**GIVEN INFORMATION**
>>>

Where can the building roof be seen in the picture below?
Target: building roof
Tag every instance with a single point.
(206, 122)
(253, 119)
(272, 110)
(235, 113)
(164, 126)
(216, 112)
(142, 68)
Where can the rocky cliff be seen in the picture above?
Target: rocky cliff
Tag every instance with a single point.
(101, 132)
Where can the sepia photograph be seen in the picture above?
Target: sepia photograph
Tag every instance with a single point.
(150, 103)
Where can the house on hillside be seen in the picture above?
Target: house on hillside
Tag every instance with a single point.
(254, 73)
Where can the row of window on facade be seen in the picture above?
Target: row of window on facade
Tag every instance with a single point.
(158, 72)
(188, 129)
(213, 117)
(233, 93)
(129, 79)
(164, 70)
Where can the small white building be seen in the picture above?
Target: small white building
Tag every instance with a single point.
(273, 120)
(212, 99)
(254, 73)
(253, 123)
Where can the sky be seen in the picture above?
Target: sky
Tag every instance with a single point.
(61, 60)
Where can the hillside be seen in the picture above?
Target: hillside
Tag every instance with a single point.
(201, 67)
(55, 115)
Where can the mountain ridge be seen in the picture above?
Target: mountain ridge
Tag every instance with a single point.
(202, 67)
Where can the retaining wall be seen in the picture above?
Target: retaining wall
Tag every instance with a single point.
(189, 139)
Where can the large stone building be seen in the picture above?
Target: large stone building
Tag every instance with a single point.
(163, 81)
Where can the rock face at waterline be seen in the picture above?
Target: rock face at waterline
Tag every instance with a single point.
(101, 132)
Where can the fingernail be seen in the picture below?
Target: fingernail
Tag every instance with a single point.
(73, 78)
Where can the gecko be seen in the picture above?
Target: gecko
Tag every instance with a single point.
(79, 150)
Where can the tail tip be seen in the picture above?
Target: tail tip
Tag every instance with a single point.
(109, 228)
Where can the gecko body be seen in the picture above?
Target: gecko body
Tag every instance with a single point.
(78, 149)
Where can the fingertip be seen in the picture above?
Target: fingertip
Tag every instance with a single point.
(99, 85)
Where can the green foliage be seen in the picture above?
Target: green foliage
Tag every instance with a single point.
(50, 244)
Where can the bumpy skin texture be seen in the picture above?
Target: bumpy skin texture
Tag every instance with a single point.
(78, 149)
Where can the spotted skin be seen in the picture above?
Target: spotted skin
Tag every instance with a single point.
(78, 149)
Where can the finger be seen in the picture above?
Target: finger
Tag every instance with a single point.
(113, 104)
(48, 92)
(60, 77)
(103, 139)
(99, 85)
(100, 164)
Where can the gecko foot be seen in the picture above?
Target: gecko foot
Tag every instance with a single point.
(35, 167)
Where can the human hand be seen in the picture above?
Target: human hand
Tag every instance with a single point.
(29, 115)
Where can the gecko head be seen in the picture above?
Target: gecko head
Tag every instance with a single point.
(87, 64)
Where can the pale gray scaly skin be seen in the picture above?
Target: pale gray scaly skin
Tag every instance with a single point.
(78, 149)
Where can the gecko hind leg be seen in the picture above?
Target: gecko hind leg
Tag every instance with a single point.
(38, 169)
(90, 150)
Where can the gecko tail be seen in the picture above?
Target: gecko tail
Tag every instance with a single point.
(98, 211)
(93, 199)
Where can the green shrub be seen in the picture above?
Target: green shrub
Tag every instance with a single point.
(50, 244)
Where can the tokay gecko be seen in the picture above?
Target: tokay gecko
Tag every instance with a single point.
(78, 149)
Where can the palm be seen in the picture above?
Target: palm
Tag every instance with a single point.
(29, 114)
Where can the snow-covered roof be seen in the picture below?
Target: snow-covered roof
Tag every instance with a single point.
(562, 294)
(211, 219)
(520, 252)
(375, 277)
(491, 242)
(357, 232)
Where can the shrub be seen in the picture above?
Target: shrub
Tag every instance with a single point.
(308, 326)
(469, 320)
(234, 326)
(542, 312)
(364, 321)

<<<

**TASK ITEM**
Select every line of the records holding the string "sepia".

**EXERCISE SOLUTION**
Where can the sepia photograph be seen in the picture above?
Target: sepia photograph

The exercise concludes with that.